Task requirements
Set down each line of the material that follows, exactly, with no pictures.

Recorded information
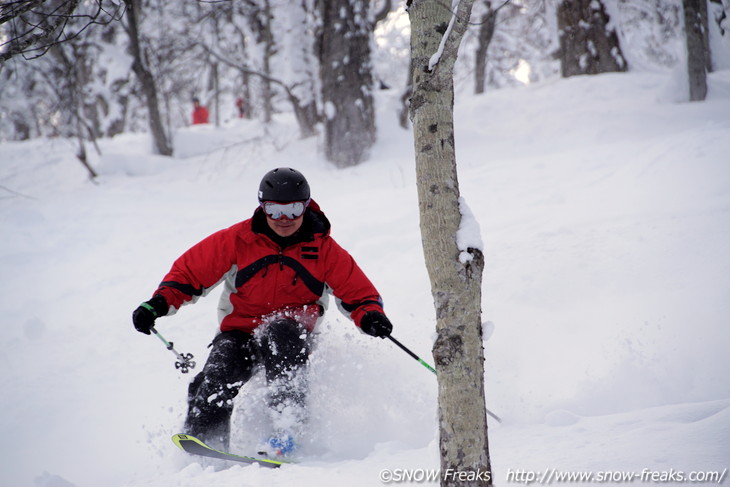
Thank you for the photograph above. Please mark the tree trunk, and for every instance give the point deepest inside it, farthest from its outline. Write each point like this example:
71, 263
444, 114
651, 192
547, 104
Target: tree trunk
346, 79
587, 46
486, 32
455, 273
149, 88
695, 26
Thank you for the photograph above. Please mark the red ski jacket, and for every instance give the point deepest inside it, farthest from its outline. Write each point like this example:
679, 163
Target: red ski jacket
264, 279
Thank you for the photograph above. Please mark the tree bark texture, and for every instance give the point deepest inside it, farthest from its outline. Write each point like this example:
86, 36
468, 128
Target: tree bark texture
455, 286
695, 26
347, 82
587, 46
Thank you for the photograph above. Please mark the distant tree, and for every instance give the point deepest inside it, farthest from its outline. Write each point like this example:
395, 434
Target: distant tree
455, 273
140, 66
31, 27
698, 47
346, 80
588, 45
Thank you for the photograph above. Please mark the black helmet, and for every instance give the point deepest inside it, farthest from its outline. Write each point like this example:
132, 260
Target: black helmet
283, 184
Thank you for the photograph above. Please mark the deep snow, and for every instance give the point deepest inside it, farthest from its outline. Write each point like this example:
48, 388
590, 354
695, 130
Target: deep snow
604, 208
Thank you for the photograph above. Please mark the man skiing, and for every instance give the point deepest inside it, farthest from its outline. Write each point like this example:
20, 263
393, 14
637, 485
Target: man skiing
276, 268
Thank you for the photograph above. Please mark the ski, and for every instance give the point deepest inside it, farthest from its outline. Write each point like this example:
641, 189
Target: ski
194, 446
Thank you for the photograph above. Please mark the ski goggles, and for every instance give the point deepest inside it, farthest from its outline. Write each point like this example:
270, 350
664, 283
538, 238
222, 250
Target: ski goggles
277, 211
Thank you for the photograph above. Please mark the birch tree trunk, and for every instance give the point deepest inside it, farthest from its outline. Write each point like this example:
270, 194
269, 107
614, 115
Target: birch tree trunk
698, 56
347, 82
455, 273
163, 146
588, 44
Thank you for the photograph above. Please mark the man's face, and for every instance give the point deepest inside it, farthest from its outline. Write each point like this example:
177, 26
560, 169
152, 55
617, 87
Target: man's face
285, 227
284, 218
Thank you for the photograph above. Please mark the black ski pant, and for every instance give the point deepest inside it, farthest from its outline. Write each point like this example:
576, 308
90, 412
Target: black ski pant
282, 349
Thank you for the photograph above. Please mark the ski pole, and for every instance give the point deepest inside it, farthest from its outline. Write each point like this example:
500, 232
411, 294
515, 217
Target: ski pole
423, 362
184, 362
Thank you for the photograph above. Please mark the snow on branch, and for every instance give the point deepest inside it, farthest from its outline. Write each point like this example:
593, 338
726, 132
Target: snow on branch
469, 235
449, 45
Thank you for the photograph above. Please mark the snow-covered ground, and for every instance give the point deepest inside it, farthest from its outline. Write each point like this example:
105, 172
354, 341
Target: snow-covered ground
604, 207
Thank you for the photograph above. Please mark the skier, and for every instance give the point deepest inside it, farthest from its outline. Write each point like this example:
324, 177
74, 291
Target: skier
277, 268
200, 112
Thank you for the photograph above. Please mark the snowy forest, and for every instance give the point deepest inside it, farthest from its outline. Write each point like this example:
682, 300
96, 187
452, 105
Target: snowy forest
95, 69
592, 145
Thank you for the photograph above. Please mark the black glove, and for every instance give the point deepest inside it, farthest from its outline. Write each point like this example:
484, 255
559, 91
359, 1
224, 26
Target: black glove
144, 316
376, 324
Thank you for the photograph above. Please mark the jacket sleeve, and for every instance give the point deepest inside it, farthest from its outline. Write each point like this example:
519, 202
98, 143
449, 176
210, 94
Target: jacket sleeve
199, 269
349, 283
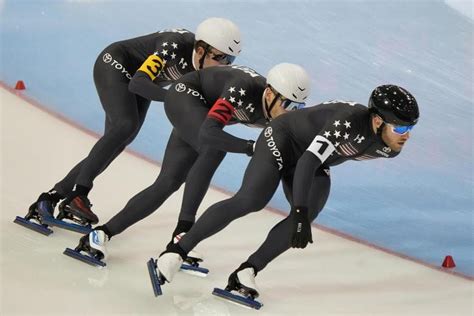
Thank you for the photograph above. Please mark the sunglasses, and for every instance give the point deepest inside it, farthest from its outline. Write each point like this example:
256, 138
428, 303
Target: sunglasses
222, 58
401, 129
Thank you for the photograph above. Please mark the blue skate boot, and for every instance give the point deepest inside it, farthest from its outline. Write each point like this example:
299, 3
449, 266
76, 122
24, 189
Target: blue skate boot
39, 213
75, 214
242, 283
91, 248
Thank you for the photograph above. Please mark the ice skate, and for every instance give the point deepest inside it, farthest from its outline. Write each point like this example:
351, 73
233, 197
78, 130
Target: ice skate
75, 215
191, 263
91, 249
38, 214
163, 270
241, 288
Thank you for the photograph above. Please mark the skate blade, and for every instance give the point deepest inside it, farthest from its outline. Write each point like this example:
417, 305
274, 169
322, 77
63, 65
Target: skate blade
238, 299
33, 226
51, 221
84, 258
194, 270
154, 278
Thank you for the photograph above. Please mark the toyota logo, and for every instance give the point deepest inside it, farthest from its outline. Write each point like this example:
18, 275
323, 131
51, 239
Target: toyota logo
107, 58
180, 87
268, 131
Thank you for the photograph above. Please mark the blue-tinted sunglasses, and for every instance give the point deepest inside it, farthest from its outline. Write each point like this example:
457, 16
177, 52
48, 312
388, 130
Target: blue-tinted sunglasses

Exercise response
Thank you for the photograph above. Please mark the tree trunk, and for every instance give the point deepest inside it, farthest from its outline. Write each point like this example:
71, 263
444, 114
651, 192
547, 104
Target: tree trunk
346, 79
587, 46
486, 32
455, 273
149, 88
695, 26
Thank you for the photograph above. Please mark the red ski jacket, and for every instance give the point deepest inside it, farthest from its outline. Write each point like this example:
679, 163
Target: red ski jacket
264, 279
Thank you for the photograph above. Please mark the tree bark texture, and for every instance give the point deepest inside it, farthest from its outline. Write each point like this example:
86, 36
468, 128
Target: tree bark texture
455, 286
695, 26
347, 82
587, 46
Thank you for the photograph above. Please mark the distant tree, and for every instance give the point deepest inside it, farthest from its outline. Write each point like this example:
395, 434
Target: distant tree
455, 273
140, 66
31, 27
698, 47
346, 80
588, 45
Thank you for the photograph above. Please mark the black helmet, and for every instance give the point deepest inside it, farthest from its outline. Write each point like this example:
132, 260
Target: black helmet
283, 184
Thank you for the photograph above. Please mark the deep snow, and for every instance give the point deepest inside it, farthest from its outline. Write each point like this example:
48, 388
590, 354
695, 130
Target: deep snow
604, 208
Thank you for the photograph above. Please mark the man skiing, and for every instance give the point deepest inside it, farthest from its outline. Write each point like this example:
20, 263
393, 14
637, 485
Target: man skiing
276, 268
Thank you for the photograph above. Please mark the ski, and for every instance give the point deepest inside it, farthest from its outline. Write each point like this example:
641, 189
Target: ski
194, 446
Thank you for the photograph above. Please mark the ski goggles, and for every instance give the point deepest inside it, farthest from its outline. Write each point like this example:
270, 350
664, 283
538, 238
222, 250
Target: ski goggles
277, 211
Thank you for the photograph above. Please mark the birch tree trunk, and for every instance give the point deepest inside it, farthest from its outline. Write each point like this example:
270, 194
269, 107
614, 115
Target: birch tree trunk
698, 56
347, 82
455, 273
163, 146
588, 44
Thank you for the photograph above. Please mark the man's face, and for every instance give the point deepest inside it, farthest from its outline. Write each point like this example:
177, 26
560, 169
152, 55
617, 87
Target: man's face
285, 227
284, 218
Thank you for the photograph above. Please mark the black ski pant, and for every instance give the point deepest inside it, farthest from its outline. Write each point like this example:
576, 308
90, 412
Target: black ski pant
282, 349
Thank you for the photograph above. Please mark the ski pole, and for every instance give the point deepest inside it, farthest from its outline. Write each point like this example:
500, 232
411, 294
515, 217
Target: ski pole
423, 362
184, 362
Thank you for the photograph above. Please mark the snow on branch, and for every instance give the point deepest inside it, farthest from its outline. Write each point like this example:
593, 338
726, 132
Target: snow on branch
469, 235
449, 45
Thank you for the photograph above. Please mark the snow-covered ground, and for every instance give the point deepest inside it, farthest from its outline. Write each point like this example:
105, 172
354, 341
Target: snow-covered ground
604, 207
Thank you for the photograph above. Please mark the skier, and for every instance give the point deepest inside it, farthest from its outline. Write each point like this example:
324, 177
74, 291
Target: skier
277, 268
200, 112
Thank you for the photograph above. Please mark the snowy forest, and for every instance give the point deepest inside it, farthest from its outline. Write each point like this example:
682, 300
96, 187
452, 105
Target: snowy forest
95, 69
592, 145
Thank you for the photograph above. Please mark the black glove, and for every instance give the point deepest inside it, farthest from its outline. Write each point like this example:
484, 255
559, 91
359, 1
224, 26
Target: black glove
144, 316
376, 324
Thank you for the photograph above. Please mark the jacket sleeve, and for every instance give the point deepest inside it, farthest from its outline. Write each point like this example:
519, 202
98, 143
449, 176
210, 94
Target: jacket sleeve
199, 269
349, 283
Thank you for the photograph above. Please mark the sunglasses, and for every instance give the point deepest inside it, farthest from its outline. Write each point like this example:
256, 138
428, 303
Target: sunglasses
222, 58
401, 129
Thank you for the photograph above. Please mark the blue skate boot, and for every instance give the point deepest inside it, farthest from its outline. Write each point like this example:
299, 3
449, 266
76, 122
24, 189
Target: blue skate boot
39, 213
75, 214
242, 283
91, 248
Thank you for the photograph above. Please mark the ice skate, and for every instance give the point deepest inside it, farthest from its outline. Write each point like this example:
351, 73
233, 197
78, 130
Target: ice skate
75, 215
191, 263
91, 249
38, 214
163, 270
241, 288
Thank you for the photograph above. Please mark the skate blade, and for every instance give the point deepest inside it, farthest from its outline. Write each point like this example:
417, 305
274, 169
322, 77
63, 65
Target: skate blade
238, 299
33, 226
51, 221
84, 258
194, 270
154, 278
Thank you for the photograph above. Please mark the toyota logo, and for every instance give the point deepest inside it, farthest from its outline. Write each point like this example:
18, 275
323, 131
51, 239
Target: toyota logo
107, 58
180, 87
268, 131
Thank you for the photograph above. Please mark the blue-tinted sunglasses, and for every instance give the point deepest inside it, farthest from its outline. Write each point like this example:
457, 16
177, 52
48, 312
388, 130
Target: blue-tinted sunglasses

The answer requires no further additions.